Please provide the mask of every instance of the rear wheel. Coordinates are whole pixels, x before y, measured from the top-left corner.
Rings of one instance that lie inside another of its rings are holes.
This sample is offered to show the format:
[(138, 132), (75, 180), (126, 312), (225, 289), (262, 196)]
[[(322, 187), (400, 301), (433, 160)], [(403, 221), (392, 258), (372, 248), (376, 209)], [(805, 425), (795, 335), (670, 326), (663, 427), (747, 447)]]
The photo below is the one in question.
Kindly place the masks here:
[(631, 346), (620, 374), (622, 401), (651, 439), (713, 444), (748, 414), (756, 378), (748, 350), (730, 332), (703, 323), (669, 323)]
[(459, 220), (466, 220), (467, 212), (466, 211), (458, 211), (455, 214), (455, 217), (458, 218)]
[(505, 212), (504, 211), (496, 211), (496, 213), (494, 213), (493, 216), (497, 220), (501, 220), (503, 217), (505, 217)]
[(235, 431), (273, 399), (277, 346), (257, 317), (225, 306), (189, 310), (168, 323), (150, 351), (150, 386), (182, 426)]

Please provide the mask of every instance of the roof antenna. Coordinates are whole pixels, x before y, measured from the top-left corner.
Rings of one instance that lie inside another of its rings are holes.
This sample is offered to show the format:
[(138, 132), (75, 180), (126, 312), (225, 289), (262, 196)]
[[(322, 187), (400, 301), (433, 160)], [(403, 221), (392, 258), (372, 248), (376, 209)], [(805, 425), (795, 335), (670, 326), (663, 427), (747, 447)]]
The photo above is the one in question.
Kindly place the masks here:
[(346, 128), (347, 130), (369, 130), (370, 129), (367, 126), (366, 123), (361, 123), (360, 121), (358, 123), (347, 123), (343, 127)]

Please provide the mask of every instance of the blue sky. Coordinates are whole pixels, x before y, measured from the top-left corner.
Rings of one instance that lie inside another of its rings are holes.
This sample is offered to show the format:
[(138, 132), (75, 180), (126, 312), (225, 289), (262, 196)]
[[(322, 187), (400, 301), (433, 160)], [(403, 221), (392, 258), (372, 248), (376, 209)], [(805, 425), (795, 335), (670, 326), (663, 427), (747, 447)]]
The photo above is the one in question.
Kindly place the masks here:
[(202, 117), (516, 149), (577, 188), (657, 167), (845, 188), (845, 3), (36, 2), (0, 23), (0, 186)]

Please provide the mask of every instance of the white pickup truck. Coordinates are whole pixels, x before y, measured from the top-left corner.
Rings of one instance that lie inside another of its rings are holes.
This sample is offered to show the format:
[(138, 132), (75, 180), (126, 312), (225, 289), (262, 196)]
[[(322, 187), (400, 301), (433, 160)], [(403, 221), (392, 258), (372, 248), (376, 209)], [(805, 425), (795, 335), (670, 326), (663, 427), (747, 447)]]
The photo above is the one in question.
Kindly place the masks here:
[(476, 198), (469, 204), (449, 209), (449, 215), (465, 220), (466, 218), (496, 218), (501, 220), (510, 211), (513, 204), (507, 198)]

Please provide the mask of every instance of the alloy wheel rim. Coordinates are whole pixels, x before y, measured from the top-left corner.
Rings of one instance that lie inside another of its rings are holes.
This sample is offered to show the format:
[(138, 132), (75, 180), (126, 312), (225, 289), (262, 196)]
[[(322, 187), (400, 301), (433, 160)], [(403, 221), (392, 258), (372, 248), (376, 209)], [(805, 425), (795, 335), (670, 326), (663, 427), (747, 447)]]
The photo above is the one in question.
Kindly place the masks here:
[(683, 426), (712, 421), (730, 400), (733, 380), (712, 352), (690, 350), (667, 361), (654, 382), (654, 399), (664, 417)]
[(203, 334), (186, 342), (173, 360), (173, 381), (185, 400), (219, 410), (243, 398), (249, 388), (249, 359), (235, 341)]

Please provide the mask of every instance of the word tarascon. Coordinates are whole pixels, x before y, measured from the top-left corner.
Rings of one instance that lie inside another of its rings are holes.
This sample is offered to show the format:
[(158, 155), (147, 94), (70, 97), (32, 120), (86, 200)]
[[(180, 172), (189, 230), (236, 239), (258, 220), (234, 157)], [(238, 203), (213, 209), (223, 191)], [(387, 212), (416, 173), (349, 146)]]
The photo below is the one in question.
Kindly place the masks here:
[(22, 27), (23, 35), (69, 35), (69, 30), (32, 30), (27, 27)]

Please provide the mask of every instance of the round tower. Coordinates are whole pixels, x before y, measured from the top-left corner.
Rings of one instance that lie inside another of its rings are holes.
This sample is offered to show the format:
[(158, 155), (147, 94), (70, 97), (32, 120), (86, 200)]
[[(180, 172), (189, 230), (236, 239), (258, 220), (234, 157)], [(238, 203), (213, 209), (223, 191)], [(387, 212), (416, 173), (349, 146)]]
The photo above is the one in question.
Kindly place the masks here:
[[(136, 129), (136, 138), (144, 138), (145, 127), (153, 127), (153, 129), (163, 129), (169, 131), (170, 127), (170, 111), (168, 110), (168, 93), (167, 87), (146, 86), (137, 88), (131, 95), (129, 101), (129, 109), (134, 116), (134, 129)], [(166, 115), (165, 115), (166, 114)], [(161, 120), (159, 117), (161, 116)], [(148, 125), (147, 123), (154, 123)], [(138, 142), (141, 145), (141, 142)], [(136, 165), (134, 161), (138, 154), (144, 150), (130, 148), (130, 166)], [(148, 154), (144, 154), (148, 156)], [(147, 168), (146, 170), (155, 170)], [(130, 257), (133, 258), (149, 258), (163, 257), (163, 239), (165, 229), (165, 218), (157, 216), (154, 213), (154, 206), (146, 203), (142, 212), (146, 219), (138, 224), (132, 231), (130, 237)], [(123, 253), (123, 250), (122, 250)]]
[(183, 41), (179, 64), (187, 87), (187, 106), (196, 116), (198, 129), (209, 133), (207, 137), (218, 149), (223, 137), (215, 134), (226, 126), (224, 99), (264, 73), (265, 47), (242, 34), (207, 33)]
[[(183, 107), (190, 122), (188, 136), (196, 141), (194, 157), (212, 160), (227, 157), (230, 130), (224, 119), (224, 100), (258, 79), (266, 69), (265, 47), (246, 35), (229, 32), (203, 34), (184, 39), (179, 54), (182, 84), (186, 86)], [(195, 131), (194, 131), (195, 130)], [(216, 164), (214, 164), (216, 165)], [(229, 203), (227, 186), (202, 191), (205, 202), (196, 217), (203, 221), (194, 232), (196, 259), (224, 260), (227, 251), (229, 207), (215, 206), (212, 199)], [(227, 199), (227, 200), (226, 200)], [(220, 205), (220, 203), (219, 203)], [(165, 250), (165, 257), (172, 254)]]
========================================
## Required work
Every line of the material above is to be copied exactly.

## Response area
Please provide the mask of every instance of the rear wheel. Coordinates are whole pixels, x before y, measured from the top-left corner.
Rings of one instance that lie inside another of its rings are holes.
This sample is offered to show the format:
[(138, 132), (75, 180), (126, 312), (225, 289), (262, 196)]
[[(322, 187), (400, 301), (433, 160)], [(403, 221), (392, 258), (372, 248), (376, 209)], [(805, 425), (795, 335), (670, 326), (663, 427), (747, 447)]]
The photo below is the one in question.
Kindly place the masks here:
[(631, 346), (620, 374), (622, 401), (651, 439), (713, 444), (748, 414), (756, 378), (748, 350), (730, 332), (703, 323), (669, 323)]
[(459, 220), (466, 220), (467, 212), (466, 211), (458, 211), (455, 214), (455, 217), (458, 218)]
[(505, 212), (504, 211), (496, 211), (496, 213), (494, 213), (493, 216), (497, 220), (501, 220), (503, 217), (505, 217)]
[(235, 431), (273, 399), (277, 346), (257, 317), (225, 306), (189, 310), (168, 323), (150, 351), (150, 386), (182, 426)]

Please provide the mask of every instance of the roof antenna. Coordinates are whole pixels, x before y, measured from the top-left corner.
Rings of one instance that lie inside another of its rings are holes.
This sample is offered to show the format:
[(138, 132), (75, 180), (126, 312), (225, 289), (262, 196)]
[[(322, 187), (400, 301), (433, 160)], [(403, 221), (392, 258), (372, 248), (376, 209)], [(805, 425), (795, 335), (670, 326), (663, 427), (747, 447)]]
The photo above is the one in question.
Kindly place the masks here:
[(346, 128), (347, 130), (369, 130), (370, 129), (367, 126), (366, 123), (361, 123), (360, 121), (358, 123), (347, 123), (343, 127)]

Please provide the mask of every instance of the blue sky. Coordinates are whole pixels, x before y, measured from the top-left corner.
Rings of one instance that lie inside another of its rings are holes.
This sample is offered to show the format:
[(138, 132), (75, 180), (126, 312), (225, 289), (262, 196)]
[[(322, 187), (400, 301), (433, 160)], [(403, 221), (392, 258), (372, 248), (376, 209)], [(805, 425), (795, 335), (670, 326), (663, 427), (747, 447)]]
The photo above is the one in question.
Kindly place the masks here:
[(202, 117), (516, 149), (577, 188), (657, 167), (845, 188), (845, 3), (36, 2), (0, 23), (0, 186)]

Please provide the mask of every instance of the white pickup truck. Coordinates are whole pixels, x before y, measured from the top-left corner.
Rings of one instance that lie inside another of its rings are holes.
This sample is offered to show the format:
[(138, 132), (75, 180), (126, 312), (225, 289), (262, 196)]
[[(322, 187), (400, 301), (433, 160)], [(403, 221), (392, 258), (372, 248), (376, 209)], [(805, 425), (795, 335), (670, 326), (663, 427), (747, 447)]]
The photo above is the one in question.
Kindly place the masks here:
[(476, 198), (469, 204), (449, 209), (449, 215), (465, 220), (466, 218), (496, 218), (501, 220), (510, 211), (513, 204), (507, 198)]

Please provide the mask of every instance of the alloy wheel rim. Coordinates are whole pixels, x before y, measured from the top-left corner.
Rings of one instance that lie inside another of its rings are holes.
This sample is offered to show the format:
[(138, 132), (75, 180), (126, 312), (225, 289), (262, 196)]
[[(322, 187), (400, 301), (433, 160)], [(403, 221), (392, 258), (372, 248), (376, 209)], [(805, 425), (795, 335), (670, 326), (663, 427), (747, 447)]]
The photo above is the one in question.
Kindly place the masks here:
[(683, 426), (712, 421), (730, 400), (733, 380), (712, 352), (690, 350), (667, 361), (654, 382), (654, 399), (664, 417)]
[(203, 334), (186, 342), (173, 360), (173, 381), (185, 400), (219, 410), (243, 398), (249, 388), (249, 359), (235, 341)]

Please provide the mask of every instance of the word tarascon. Coordinates are whole pixels, x before y, measured from the top-left corner.
Rings of one instance that lie inside another of its rings are holes.
This sample is offered to show the format:
[(158, 155), (147, 94), (70, 97), (32, 120), (86, 200)]
[[(180, 172), (189, 230), (236, 239), (258, 220), (234, 157)], [(238, 203), (213, 209), (223, 191)], [(387, 212), (416, 173), (349, 146)]]
The photo below is the one in question.
Kindly place the masks here:
[(22, 27), (23, 35), (69, 35), (69, 30), (32, 30), (27, 27)]

Please provide the mask of every instance of the round tower. Coordinates are whole pixels, x before y, measured from the top-left corner.
Rings of one instance that lie inside another of its rings are holes.
This sample is offered to show the format:
[(158, 155), (147, 94), (70, 97), (32, 120), (86, 200)]
[[(180, 172), (189, 230), (236, 239), (258, 220), (234, 157)], [(238, 203), (213, 209), (223, 191)], [(387, 212), (416, 173), (349, 146)]]
The photo above is the one in question.
Kindly place the masks here:
[[(136, 129), (136, 138), (144, 138), (145, 127), (153, 127), (153, 129), (163, 129), (169, 131), (170, 127), (170, 111), (168, 110), (168, 93), (167, 87), (146, 86), (137, 88), (131, 95), (129, 101), (129, 109), (134, 116), (134, 129)], [(166, 115), (165, 115), (166, 114)], [(161, 120), (159, 117), (161, 116)], [(148, 125), (147, 123), (154, 123)], [(138, 142), (141, 145), (141, 142)], [(136, 165), (134, 161), (138, 154), (144, 150), (130, 148), (130, 166)], [(148, 154), (144, 154), (148, 156)], [(147, 168), (146, 170), (155, 170)], [(130, 257), (133, 258), (149, 258), (163, 257), (163, 239), (165, 229), (165, 218), (157, 216), (154, 213), (154, 206), (146, 203), (142, 212), (146, 219), (138, 224), (132, 231), (130, 237)], [(123, 253), (123, 250), (122, 250)]]
[(183, 41), (179, 64), (187, 87), (187, 106), (196, 116), (198, 129), (209, 133), (207, 137), (218, 149), (223, 137), (215, 134), (226, 126), (224, 99), (264, 73), (265, 47), (242, 34), (207, 33)]
[[(183, 107), (190, 122), (188, 136), (196, 141), (194, 157), (212, 160), (227, 157), (230, 130), (224, 119), (224, 100), (258, 79), (266, 69), (265, 47), (246, 35), (229, 32), (203, 34), (184, 39), (179, 54), (182, 84), (186, 86)], [(195, 131), (194, 131), (195, 130)], [(216, 164), (214, 164), (216, 165)], [(229, 203), (227, 186), (202, 191), (205, 202), (196, 217), (203, 221), (194, 232), (196, 259), (224, 260), (227, 251), (229, 207), (215, 206), (212, 199)], [(227, 199), (227, 200), (226, 200)], [(220, 205), (220, 203), (219, 203)], [(165, 250), (165, 257), (172, 254)]]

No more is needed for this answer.